→ **Task to complete**: Can you reproduce, word for word, the part of the SourceDocParserLib repository page below that opens with "Repository files navigation" and closes with "for other targets."?

* start Passage shown *

Skip to content

glennawatson/SourceDocParserLib

Folders and files

NameName
Last commit message
Last commit date

Latest commit

 

History

125 Commits
 
 
 
 
 
 
 
 
 
 
 
 
 
 
 
 
 
 
 
 

Repository files navigation

CI Build Coverage Reliability Rating Duplicated Lines (%) Vulnerabilities Security Rating

SourceDocParserLib

Roslyn-based .NET assembly walker that turns compiled .dll + .pdb + .xml triples into a strongly-typed API catalog (types, members, signatures, XML docs, inheritdoc, SourceLink) and hands it to a pluggable emitter for rendering.

The catalog is format-neutral. Emitters decide how to render it — Markdown for Zensical / mkdocs Material, or YAML for docfx ManagedReference, with room for other targets.

Packages

Package What it does
SourceDocParser Core walker, merger, source-link resolution. Defines IAssemblySource, IDocumentationEmitter, IMetadataExtractor, the ICrefResolver cross-link seam, and the shared CatalogIndexes rollup (derived classes / extension methods / inherited members).
SourceDocParser.NuGet IAssemblySource that fetches packages from nuget.org by owner / explicit list and exposes the per-TFM lib/ trees.
SourceDocParser.Zensical IDocumentationEmitter that writes Markdown tuned for Zensical / mkdocs Material (admonitions, content tabs, mermaid).
SourceDocParser.Docfx IDocumentationEmitter that writes docfx ManagedReference YAML pages (drop-in replacement for dotnet docfx metadata output) plus the docfx.json config-file shim that lets an existing docfx site drive the parser pipeline.

* end Passage shown *
* start Excerpted records *

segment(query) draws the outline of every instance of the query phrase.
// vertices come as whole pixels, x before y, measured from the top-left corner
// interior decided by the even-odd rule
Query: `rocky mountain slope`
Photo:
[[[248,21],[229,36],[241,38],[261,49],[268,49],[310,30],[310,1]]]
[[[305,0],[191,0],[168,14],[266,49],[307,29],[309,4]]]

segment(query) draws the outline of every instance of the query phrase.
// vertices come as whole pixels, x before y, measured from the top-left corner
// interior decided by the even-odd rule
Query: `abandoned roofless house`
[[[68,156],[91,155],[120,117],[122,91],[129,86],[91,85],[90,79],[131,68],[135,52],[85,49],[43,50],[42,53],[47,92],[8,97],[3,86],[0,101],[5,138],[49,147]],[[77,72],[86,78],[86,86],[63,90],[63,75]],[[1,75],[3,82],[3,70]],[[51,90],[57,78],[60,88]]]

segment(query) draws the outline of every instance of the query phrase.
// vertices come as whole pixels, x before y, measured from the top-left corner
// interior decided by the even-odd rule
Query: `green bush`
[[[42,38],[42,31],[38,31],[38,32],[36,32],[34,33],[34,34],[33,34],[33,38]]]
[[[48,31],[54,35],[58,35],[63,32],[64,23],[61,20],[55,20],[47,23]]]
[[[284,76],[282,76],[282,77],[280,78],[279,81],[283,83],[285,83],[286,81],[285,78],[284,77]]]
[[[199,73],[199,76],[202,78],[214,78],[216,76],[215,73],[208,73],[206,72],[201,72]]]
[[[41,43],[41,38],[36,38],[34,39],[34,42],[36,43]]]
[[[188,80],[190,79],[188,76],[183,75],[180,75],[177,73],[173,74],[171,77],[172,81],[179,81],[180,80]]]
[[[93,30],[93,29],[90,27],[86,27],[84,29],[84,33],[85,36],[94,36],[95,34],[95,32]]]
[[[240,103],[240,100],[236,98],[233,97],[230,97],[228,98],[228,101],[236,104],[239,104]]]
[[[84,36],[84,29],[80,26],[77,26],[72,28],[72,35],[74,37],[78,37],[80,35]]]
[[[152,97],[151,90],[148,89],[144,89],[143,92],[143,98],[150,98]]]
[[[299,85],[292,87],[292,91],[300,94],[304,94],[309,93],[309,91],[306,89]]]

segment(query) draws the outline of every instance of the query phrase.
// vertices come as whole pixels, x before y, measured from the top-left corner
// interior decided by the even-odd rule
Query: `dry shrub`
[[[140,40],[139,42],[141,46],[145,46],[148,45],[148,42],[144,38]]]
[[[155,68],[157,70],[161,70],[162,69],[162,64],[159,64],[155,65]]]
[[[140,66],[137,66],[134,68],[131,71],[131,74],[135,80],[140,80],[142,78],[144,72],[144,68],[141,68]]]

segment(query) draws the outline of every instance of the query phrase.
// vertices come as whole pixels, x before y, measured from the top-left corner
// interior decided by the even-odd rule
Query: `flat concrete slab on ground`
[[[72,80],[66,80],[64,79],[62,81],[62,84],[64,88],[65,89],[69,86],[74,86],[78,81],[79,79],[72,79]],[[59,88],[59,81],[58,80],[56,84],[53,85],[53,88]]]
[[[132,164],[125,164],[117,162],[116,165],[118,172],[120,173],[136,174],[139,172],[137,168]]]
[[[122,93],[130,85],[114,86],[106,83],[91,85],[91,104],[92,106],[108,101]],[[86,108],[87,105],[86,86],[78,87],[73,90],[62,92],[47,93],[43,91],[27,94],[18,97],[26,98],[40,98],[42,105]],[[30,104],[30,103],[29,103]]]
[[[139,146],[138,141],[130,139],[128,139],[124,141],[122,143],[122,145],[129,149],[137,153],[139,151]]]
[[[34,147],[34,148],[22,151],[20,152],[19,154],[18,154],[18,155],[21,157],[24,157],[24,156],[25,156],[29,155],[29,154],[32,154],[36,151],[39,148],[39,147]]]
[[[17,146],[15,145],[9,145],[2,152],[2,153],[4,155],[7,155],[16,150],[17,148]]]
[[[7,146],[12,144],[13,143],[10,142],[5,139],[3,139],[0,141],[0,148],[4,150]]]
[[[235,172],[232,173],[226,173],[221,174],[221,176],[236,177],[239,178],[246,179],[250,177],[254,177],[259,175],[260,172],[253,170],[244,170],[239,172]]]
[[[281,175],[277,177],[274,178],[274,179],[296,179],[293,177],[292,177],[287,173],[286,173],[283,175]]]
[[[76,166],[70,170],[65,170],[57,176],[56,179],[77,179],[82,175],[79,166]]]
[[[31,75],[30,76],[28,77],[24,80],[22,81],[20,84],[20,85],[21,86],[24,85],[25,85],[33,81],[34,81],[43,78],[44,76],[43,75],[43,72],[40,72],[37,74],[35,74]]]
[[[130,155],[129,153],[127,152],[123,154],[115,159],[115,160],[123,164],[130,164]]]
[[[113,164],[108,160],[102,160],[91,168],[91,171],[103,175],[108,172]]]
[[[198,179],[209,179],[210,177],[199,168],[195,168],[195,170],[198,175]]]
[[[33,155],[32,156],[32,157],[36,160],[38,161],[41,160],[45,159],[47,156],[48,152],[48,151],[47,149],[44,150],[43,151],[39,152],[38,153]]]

* end Excerpted records *

→ **The completed task**:
Repository files navigation

CI Build Coverage Reliability Rating Duplicated Lines (%) Vulnerabilities Security Rating

SourceDocParserLib

Roslyn-based .NET assembly walker that turns compiled .dll + .pdb + .xml triples into a strongly-typed API catalog (types, members, signatures, XML docs, inheritdoc, SourceLink) and hands it to a pluggable emitter for rendering.

The catalog is format-neutral. Emitters decide how to render it — Markdown for Zensical / mkdocs Material, or YAML for docfx ManagedReference, with room for other targets.